WHAT THIS TASK INVOLVES: What is needed is an exact transcription of every record below.

[Extracted records]
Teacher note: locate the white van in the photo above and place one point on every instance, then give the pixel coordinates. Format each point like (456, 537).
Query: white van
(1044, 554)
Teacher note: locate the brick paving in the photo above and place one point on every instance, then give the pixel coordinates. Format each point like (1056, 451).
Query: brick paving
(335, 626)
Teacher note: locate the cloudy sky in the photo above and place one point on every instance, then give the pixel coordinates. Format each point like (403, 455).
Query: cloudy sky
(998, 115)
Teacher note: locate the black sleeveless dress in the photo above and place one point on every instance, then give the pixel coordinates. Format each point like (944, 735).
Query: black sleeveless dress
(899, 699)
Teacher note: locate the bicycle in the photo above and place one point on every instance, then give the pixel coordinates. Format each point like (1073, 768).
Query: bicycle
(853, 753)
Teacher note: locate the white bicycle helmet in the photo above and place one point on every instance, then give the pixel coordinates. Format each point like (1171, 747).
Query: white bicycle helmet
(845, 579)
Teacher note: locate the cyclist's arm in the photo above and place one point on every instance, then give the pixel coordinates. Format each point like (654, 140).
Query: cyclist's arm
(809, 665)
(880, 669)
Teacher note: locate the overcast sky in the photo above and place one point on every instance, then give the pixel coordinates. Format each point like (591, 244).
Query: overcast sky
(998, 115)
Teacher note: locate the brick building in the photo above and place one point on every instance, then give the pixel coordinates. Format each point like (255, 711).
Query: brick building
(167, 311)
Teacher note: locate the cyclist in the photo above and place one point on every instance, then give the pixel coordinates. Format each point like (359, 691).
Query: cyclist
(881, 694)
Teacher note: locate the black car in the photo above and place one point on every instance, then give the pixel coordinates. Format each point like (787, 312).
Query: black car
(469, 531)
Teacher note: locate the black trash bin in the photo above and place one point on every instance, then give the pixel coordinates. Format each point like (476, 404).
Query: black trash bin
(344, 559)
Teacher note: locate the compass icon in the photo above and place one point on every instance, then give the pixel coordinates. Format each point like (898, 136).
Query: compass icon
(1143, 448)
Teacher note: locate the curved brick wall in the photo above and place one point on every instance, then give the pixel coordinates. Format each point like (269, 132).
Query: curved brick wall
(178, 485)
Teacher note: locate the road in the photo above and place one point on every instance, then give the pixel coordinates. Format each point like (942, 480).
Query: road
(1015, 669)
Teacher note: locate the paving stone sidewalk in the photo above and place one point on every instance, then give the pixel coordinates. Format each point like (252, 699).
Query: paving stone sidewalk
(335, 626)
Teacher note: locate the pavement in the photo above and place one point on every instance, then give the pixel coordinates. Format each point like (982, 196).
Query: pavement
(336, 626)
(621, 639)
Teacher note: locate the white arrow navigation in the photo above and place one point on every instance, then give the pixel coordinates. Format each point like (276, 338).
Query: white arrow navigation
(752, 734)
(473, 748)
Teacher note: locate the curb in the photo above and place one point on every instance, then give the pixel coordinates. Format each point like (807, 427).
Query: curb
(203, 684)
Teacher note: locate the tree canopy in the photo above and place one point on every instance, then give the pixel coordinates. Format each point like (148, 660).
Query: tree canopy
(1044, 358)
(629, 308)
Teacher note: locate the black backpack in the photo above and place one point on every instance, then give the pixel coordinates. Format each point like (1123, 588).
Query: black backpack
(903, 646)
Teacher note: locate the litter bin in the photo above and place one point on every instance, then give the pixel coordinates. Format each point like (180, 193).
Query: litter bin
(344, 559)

WRITTEN SOLUTION:
Teacher note: locate the white van in the photo above and place one point on every instance, then give the pixel coordinates. Format each point like (456, 537).
Query: white van
(1044, 554)
Teacher note: locate the brick paving in the photo above and place one point on every instance, then give the pixel coordinates. Format each point like (1056, 451).
Query: brick paving
(335, 626)
Teacher note: locate the cloudy sky in the photo above and place one point on every instance, then give the pixel coordinates. Format each point like (403, 455).
Query: cloudy sky
(998, 115)
Teacher note: locate the black sleeveless dress in the photo above and place one point on every instance, then give the pixel coordinates. Format each point like (944, 735).
Query: black sleeveless dress
(899, 699)
Teacher note: locate the bicycle in the photo above and place one point on every instance, then give the pixel coordinates. Format each point like (1073, 768).
Query: bicycle
(853, 753)
Teacher note: locate the white bicycle helmet in the photo above and place one point on every instance, then give the pixel coordinates. Format each point like (1171, 747).
Query: white bicycle helmet
(845, 579)
Teacher note: locate the cyclist's arm in the photo above and place one point on every instance, then give the pixel coordinates. Format each point like (654, 140).
Query: cyclist's arm
(809, 665)
(880, 669)
Teacher note: locate the overcast sky in the photo above and place one point on every instance, then give the pixel coordinates. Format each point like (591, 244).
Query: overcast sky
(998, 115)
Teacher note: locate the brick building in the photo above and place one point on every instance, then give the pixel coordinates. Format each point like (255, 711).
Query: brick building
(167, 311)
Teacher note: locate the cyclist in the photo above and place one point on every instance, then give the pixel coordinates. Format each point like (359, 691).
Query: cyclist
(881, 694)
Teacher note: locate the black car in the photo above and place one point on every instance, then give the pixel coordinates. Format each point like (787, 312).
Query: black car
(469, 531)
Teacher note: locate the black trash bin in the photo above and place one point on every instance, then give the pixel coordinates. Format each point like (476, 404).
Query: black trash bin
(344, 559)
Teacher note: locate the compass icon in the photo above and place one point on every instance, then give the pixel coordinates. Format each point like (898, 136).
Query: compass icon
(1143, 448)
Teacher note: locate the curved brick wall in the photo above and place one point on every instance, then give the pixel coordinates. Format each point like (269, 132).
Query: curved brick wall
(178, 485)
Teacher note: locate the road in the photo above and place one point on every instance, then give the pixel coordinates. Format each point like (942, 480).
Query: road
(1015, 669)
Teacher note: locate the paving stone sidewalk in the photo above and place one point on every instance, then give the pixel coordinates. Format each point like (252, 699).
Query: paving stone sidewalk
(335, 626)
Teacher note: locate the pavement in the photo above and place one point on every instance, then give the pixel coordinates. Format each point like (982, 196).
Query: pavement
(336, 626)
(621, 639)
Teacher note: locate the white arrow navigation in the photo above and place one point on every instance, then give the pixel coordinates. Format each point like (276, 338).
Query: white arrow navigation
(752, 734)
(473, 748)
Teacher note: locate the curb in the photo above and place one point on every instance, then give the pixel coordinates. Format each point like (807, 427).
Query: curb
(203, 684)
Teacher note: locate the tree canopy in the photo above and place one point on every instance, then give the pixel coordinates. Format each point like (148, 660).
Query: tree canopy
(1044, 358)
(629, 308)
Teacher note: locate the black backpack in the photo above and place one point on every instance, then give the pixel coordinates. Format each point like (1123, 588).
Query: black backpack
(903, 646)
Teacher note: locate the litter bin in the photo above and place one point on every instance, then give the pixel coordinates. Format each point like (180, 193).
Query: litter bin
(344, 559)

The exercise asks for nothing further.